# Given task:
Locate the line with "If you could point out the dried" in the material. Copy that line and each one after it, through the last, exactly and with nothing else.

# Records to process:
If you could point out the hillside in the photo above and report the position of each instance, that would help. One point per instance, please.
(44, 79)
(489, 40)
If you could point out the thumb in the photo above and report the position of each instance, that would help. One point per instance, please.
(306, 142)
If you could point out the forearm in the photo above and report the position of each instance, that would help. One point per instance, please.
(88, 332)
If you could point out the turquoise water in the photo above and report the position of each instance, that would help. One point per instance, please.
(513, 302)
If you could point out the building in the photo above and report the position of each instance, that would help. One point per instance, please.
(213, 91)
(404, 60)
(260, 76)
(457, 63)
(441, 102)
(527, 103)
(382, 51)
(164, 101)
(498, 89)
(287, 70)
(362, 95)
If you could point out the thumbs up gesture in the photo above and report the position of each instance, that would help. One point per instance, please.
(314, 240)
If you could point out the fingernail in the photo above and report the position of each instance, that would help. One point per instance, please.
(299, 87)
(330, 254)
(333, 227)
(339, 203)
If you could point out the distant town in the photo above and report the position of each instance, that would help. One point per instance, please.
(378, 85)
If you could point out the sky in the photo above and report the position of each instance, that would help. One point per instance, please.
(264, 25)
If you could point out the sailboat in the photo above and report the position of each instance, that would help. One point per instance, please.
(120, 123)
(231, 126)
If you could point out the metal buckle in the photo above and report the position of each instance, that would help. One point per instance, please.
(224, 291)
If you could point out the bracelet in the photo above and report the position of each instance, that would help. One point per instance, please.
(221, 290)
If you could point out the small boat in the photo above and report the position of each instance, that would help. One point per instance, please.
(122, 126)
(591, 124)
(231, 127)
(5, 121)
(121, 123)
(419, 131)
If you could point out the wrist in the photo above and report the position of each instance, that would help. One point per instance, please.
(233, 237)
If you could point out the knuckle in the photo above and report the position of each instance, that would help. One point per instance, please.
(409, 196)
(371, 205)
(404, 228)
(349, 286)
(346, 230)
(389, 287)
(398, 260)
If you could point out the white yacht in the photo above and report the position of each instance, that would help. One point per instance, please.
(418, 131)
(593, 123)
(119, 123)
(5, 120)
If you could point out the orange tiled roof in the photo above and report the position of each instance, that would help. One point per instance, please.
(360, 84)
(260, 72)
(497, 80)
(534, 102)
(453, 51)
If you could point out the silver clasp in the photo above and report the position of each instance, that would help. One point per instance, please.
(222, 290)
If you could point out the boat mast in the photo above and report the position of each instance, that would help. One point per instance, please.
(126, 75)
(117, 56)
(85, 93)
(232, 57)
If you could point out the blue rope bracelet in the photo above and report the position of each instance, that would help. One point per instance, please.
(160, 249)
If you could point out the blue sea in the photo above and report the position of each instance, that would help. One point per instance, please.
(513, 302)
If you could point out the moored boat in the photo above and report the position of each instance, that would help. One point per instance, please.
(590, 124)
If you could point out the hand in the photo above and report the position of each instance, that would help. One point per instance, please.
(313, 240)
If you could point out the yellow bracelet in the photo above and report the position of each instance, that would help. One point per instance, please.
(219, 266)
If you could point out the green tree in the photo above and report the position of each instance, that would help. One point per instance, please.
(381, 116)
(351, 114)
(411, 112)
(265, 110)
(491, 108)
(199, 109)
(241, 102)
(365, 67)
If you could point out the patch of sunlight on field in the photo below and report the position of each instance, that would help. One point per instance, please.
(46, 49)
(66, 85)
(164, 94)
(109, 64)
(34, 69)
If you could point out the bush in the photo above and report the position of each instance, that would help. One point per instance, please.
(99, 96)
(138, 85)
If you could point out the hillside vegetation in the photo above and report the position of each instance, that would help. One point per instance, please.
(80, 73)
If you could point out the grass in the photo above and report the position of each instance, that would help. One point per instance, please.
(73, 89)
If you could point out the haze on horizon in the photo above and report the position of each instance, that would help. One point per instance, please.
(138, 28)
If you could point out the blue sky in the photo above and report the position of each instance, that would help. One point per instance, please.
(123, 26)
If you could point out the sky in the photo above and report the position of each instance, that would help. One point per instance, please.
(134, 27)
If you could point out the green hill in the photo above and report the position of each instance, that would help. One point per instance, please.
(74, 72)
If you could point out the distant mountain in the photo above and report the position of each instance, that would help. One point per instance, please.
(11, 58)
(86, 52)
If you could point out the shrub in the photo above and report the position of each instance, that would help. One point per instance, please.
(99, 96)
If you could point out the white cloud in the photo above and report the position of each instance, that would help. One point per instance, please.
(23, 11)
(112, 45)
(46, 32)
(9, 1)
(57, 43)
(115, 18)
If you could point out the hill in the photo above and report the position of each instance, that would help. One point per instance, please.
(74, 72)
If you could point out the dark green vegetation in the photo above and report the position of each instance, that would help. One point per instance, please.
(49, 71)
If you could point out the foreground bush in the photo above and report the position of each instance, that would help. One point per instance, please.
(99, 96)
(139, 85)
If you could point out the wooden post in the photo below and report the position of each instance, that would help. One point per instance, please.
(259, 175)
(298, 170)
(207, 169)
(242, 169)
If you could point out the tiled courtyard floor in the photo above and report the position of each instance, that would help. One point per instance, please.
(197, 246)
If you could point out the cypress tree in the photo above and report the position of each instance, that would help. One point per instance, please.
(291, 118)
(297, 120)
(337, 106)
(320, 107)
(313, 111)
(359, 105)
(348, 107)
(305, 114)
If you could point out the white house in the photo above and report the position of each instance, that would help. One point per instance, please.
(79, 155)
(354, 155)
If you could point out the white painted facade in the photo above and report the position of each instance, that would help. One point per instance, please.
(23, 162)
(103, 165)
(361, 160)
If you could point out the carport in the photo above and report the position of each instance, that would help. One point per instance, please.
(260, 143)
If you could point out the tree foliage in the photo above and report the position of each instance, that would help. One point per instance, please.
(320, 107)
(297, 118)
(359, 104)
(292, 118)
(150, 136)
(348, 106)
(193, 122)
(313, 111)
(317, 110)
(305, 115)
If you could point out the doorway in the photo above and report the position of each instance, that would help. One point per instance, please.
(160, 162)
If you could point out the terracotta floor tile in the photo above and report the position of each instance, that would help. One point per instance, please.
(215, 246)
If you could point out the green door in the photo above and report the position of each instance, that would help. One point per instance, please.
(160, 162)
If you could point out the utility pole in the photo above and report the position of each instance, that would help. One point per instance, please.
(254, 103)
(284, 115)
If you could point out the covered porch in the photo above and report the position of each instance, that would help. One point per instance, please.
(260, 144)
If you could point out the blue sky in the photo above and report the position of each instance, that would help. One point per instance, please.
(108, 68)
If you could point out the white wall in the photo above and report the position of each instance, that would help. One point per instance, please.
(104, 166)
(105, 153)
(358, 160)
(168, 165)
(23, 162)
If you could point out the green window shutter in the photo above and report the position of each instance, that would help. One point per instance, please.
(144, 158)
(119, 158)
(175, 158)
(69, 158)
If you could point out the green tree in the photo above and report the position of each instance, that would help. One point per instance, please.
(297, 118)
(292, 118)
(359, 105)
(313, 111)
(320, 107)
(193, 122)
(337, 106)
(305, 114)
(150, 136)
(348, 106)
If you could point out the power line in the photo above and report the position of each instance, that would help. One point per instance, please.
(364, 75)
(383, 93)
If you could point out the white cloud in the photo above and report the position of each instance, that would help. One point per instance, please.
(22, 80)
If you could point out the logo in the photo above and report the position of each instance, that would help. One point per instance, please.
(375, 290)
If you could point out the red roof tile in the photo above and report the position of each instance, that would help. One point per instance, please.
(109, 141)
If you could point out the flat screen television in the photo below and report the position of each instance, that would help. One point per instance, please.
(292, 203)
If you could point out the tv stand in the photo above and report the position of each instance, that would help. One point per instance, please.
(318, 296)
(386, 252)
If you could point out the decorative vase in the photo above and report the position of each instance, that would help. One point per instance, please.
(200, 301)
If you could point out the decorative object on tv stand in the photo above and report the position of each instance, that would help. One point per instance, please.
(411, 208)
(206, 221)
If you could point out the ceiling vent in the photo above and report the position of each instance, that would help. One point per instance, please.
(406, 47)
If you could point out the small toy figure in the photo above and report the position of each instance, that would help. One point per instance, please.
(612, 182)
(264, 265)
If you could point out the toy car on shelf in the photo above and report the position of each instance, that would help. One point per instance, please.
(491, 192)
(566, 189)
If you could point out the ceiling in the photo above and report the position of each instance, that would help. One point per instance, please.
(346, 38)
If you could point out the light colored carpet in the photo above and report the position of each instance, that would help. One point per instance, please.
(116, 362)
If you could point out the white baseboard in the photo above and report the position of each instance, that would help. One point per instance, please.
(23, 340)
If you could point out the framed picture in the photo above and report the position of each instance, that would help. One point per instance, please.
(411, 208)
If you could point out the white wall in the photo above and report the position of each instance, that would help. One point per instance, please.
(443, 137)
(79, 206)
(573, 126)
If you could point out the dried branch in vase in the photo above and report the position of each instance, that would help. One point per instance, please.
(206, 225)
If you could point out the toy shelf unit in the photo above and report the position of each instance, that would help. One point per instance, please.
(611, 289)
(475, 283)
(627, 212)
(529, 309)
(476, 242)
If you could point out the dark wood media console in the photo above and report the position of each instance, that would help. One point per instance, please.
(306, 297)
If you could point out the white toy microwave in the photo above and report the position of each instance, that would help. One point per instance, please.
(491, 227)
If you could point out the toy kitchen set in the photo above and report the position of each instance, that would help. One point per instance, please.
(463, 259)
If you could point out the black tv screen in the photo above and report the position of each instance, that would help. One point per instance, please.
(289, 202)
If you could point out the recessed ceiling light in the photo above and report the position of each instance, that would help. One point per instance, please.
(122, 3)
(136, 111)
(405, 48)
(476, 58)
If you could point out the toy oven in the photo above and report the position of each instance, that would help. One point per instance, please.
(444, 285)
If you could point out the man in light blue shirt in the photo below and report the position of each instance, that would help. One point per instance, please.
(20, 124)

# Correct response:
If you could point out the dried branch in vase in the photo above and report the position of each instance, that would help. One point per instance, please.
(206, 225)
If you could point out the toy shelf unit in the photo above and report the position of each instance, that would help. One point per instance, please.
(611, 289)
(475, 283)
(627, 212)
(529, 309)
(476, 242)
If you could point out the dark wood media console in the photo above and report the position of each instance, that would help. One point per instance, please.
(306, 297)
If you could point out the white toy microwave in the photo above and report the position of each instance, that would help. One point per instance, please.
(491, 227)
If you could point out the toy kitchen set in the photo above and report the position of each instance, that would help. One point per instance, please.
(463, 259)
If you could point out the black tv screen in the photo above and report the position of each instance, that would help. One point per instance, please.
(289, 202)
If you could point out the recessed ceiling light in the photo above and report the position of each instance, that would help. One point per instance, please.
(122, 3)
(136, 111)
(405, 48)
(476, 58)
If you could point out the toy oven in the photo above and report the position of each instance, that would help. One point per instance, please.
(444, 285)
If you could point out the man in light blue shirt in the photo below and report the position of each instance, that would help. One point per instance, please.
(20, 124)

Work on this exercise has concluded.